● Source data
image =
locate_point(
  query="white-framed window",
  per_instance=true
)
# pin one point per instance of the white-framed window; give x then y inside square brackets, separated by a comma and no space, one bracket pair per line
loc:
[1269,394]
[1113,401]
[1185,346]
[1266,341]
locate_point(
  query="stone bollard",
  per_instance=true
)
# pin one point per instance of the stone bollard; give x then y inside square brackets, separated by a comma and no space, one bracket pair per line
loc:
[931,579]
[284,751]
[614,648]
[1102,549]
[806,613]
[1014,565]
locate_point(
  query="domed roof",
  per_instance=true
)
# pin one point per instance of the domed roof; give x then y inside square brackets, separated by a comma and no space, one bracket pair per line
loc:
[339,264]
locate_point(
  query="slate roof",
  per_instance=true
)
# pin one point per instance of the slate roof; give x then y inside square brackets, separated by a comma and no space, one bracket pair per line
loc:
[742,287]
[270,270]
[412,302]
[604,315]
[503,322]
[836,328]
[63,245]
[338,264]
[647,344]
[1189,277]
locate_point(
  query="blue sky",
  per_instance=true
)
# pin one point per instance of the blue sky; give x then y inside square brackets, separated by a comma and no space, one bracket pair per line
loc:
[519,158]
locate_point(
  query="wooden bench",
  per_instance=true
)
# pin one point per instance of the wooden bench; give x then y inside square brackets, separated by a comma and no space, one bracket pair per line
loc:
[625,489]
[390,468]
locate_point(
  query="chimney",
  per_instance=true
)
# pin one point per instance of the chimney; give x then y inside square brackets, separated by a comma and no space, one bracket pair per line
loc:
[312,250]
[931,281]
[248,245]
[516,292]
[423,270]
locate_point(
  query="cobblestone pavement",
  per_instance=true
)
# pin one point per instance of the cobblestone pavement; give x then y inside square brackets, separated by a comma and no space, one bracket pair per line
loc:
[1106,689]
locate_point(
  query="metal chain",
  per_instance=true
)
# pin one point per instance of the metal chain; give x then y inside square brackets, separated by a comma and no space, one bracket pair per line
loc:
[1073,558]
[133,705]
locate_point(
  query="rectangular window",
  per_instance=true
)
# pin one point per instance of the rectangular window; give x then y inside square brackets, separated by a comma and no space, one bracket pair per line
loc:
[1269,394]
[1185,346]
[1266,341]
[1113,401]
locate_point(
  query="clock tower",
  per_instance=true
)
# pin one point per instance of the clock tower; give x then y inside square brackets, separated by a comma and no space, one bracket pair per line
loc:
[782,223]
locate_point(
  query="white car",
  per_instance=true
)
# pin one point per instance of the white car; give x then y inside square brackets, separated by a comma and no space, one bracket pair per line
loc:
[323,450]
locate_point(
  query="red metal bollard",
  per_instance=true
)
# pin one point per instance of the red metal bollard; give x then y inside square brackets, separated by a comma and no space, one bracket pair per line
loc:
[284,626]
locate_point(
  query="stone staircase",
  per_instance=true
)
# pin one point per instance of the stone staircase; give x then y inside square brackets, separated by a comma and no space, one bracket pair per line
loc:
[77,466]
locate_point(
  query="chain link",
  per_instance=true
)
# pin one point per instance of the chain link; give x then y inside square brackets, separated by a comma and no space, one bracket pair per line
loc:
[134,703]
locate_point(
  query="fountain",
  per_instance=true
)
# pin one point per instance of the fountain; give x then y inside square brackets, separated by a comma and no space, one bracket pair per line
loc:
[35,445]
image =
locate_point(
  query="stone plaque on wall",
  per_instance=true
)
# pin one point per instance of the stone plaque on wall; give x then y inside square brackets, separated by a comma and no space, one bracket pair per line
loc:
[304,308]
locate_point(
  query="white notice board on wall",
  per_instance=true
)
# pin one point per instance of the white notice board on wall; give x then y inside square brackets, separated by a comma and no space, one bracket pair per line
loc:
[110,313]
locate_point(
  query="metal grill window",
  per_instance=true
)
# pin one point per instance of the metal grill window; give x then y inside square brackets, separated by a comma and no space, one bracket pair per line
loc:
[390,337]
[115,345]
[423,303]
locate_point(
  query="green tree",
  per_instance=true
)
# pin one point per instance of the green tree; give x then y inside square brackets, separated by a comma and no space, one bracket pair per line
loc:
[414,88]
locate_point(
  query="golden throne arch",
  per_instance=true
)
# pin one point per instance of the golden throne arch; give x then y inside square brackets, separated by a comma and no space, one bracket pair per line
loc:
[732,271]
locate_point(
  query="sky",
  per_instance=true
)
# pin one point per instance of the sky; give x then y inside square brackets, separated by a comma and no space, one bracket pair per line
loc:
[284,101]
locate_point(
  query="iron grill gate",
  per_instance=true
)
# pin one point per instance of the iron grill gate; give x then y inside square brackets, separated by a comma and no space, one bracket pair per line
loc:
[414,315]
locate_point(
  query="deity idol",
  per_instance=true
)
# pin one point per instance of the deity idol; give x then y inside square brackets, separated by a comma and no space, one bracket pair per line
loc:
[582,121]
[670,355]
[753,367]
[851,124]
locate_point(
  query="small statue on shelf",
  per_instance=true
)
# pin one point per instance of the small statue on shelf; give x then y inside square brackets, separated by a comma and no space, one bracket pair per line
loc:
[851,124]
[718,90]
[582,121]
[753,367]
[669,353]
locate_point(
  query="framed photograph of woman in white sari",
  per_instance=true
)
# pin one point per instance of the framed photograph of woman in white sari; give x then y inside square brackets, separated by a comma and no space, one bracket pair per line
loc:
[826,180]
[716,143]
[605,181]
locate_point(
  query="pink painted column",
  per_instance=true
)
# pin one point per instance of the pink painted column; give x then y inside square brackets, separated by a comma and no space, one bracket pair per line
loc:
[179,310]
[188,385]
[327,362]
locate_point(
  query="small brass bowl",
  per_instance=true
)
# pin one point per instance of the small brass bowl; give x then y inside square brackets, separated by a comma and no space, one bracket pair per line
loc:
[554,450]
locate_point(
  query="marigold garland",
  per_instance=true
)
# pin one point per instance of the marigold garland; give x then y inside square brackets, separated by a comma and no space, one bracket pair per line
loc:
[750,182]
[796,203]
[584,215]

● Your goal
All the entries must be retyped exactly.

● Finished exercise
image =
locate_point(
  query="white-framed window",
  per_instance=true
)
# pin one point per instance of the white-framed window; give x then y inside square brackets, separated by a comma and no space, one bracket pair per line
loc:
[1269,394]
[1113,401]
[1185,346]
[1266,341]
locate_point(
  query="stone bollard",
  per_instance=true
)
# pin one point per instance of the stone bollard; give x then y inside square brackets, separated by a comma and no space, one bracket pair per line
loc:
[931,579]
[284,751]
[614,648]
[1102,549]
[806,613]
[1014,565]
locate_point(
  query="domed roof",
  per_instance=true
)
# pin one point per instance of the domed roof; give x then y inside square brackets, separated by a comma and no space, one bracket pair per line
loc:
[339,264]
locate_point(
  query="slate roof",
  per_instance=true
)
# pin one point per instance of the slate roof; give x then y inside square brackets, separated by a comma and no space, one bracket pair per line
loc:
[742,287]
[270,270]
[412,302]
[604,315]
[503,322]
[836,328]
[63,245]
[338,264]
[647,344]
[1189,277]
locate_point(
  query="blue sky",
  per_instance=true
)
# pin one point per instance of the blue sky; give x then y inside square brackets, separated by a comma and no space, one bracket pair per line
loc:
[519,158]
locate_point(
  query="wooden bench",
  per_instance=true
)
# pin one point per instance of the wooden bench; give x then y inside square brackets, separated by a comma and no space, one bracket pair per line
loc:
[625,489]
[390,468]
locate_point(
  query="chimney",
  per_instance=true
)
# pin one point per instance of the chimney; give x then y inside square brackets, separated by a comma and no space, one bracket pair per line
loc:
[312,250]
[931,281]
[248,245]
[516,292]
[423,270]
locate_point(
  query="cobblestone pavement",
  per_instance=true
)
# pin one point per instance of the cobblestone pavement; give x then y inside square brackets, separated by a comma and no space, one bracket pair per line
loc:
[1106,689]
locate_point(
  query="metal chain",
  per_instance=true
)
# pin one point per instance of the metal chain; give x then y inside square brackets, separated by a comma and no space, one bracket pair per line
loc:
[1073,558]
[133,705]
locate_point(
  query="rectangular window",
  per_instance=true
)
# pin one point per instance of the rectangular window; give x then y inside square brackets, separated by a comma and no space, one bracket pair per line
loc:
[1269,394]
[1185,346]
[1266,341]
[1113,401]
locate_point(
  query="clock tower",
  per_instance=true
)
# pin one point per instance of the clock tower; give x then y inside square brackets, separated by a comma and no space, one bracket pair per line
loc:
[782,223]
locate_point(
  query="white car",
  per_instance=true
)
# pin one point per instance of the white car; give x then y inside square brackets, separated by a comma and no space, one bracket pair per line
loc:
[323,450]
locate_point(
  query="red metal bollard",
  per_instance=true
)
# pin one point per instance of the red metal bollard; give x then y inside square brackets, separated by a comma and no space, one bracket pair per line
loc:
[284,626]
locate_point(
  query="stone staircase",
  per_instance=true
)
# pin one point per instance of the stone staircase; give x then y inside square brackets, separated by a comma and no space, one bracket pair per line
loc:
[77,466]
locate_point(
  query="chain link",
  per_instance=true
)
# pin one point per instance of the chain link; give x then y inside square brackets, separated by a comma and no space, one bracket pair per line
loc:
[134,703]
locate_point(
  query="fountain",
  per_instance=true
)
# pin one point per instance of the fountain; give x then y inside square brackets, separated by a comma and no space, one bracket pair per line
loc:
[35,445]
image =
locate_point(
  query="stone plaque on wall",
  per_instance=true
)
# pin one point per instance of the stone plaque on wall; give x then y inside square brackets, separated by a comma and no space, one bracket pair per line
loc:
[304,308]
locate_point(
  query="white notice board on wall",
  per_instance=true
)
# pin one point per instance of the white notice board on wall; give x then y inside square brackets, separated by a comma and no space, one bracket pair per line
loc:
[110,313]
locate_point(
  query="metal grill window",
  per_instance=true
)
# pin one point per instance of the metal grill window; give x then y inside square brackets, separated by a comma and no space, one bracket pair per line
loc:
[390,337]
[115,345]
[423,303]
locate_point(
  query="green tree",
  per_instance=true
)
# pin one point per instance of the green tree; give x then y inside square brackets, separated by a comma and no space, one bracket pair per line
loc:
[414,88]
locate_point(
  query="golden throne arch",
  per_instance=true
)
# pin one point per instance of the golden throne arch; give x then y inside square brackets, separated by a comma and no space, one bracket pair per line
loc:
[732,271]
locate_point(
  query="sky",
  per_instance=true
)
# pin one point per instance of the sky; give x then y inside square brackets, separated by a comma and no space, one bracket pair per line
loc:
[284,101]
locate_point(
  query="iron grill gate",
  per_instance=true
)
# pin one point per instance of the iron grill gate; give x then y inside square brackets, separated by a comma and no space, one bracket pair per line
loc:
[414,315]
locate_point(
  query="deity idol",
  per_instance=true
)
# pin one point per instance of the deity idol; give x then y inside square brackets, separated by a comma and no space, one bracket pair per line
loc:
[582,121]
[670,355]
[753,367]
[851,124]
locate_point(
  query="small statue on shelf",
  per_instance=true
)
# pin one point per instance of the small statue on shelf; give x then y inside square brackets, separated by a comma and no space, one bracket pair per line
loc:
[851,124]
[718,90]
[582,121]
[753,367]
[669,353]
locate_point(
  query="framed photograph of woman in white sari",
  per_instance=true
)
# pin one point per instance of the framed photograph of woman in white sari; give x then y inside square brackets, separated by a comma and no space, one bracket pair per line
loc:
[826,180]
[716,143]
[605,181]
locate_point(
  query="pink painted column",
  per_instance=true
)
# pin one point per instance of the pink painted column; give x then y inside square brackets, separated by a comma and no space, one bracket pair per line
loc:
[179,310]
[188,385]
[327,362]
locate_point(
  query="small brass bowl",
  per_instance=true
)
# pin one point per instance of the small brass bowl; give x then y inside square brackets, separated by a comma and no space, one bracket pair per line
loc:
[554,450]
locate_point(
  query="marigold garland",
  per_instance=true
)
# pin one point per instance of the marigold garland; give x then y inside square brackets, separated by a comma and no space, one bracket pair per line
loc:
[750,182]
[796,203]
[584,215]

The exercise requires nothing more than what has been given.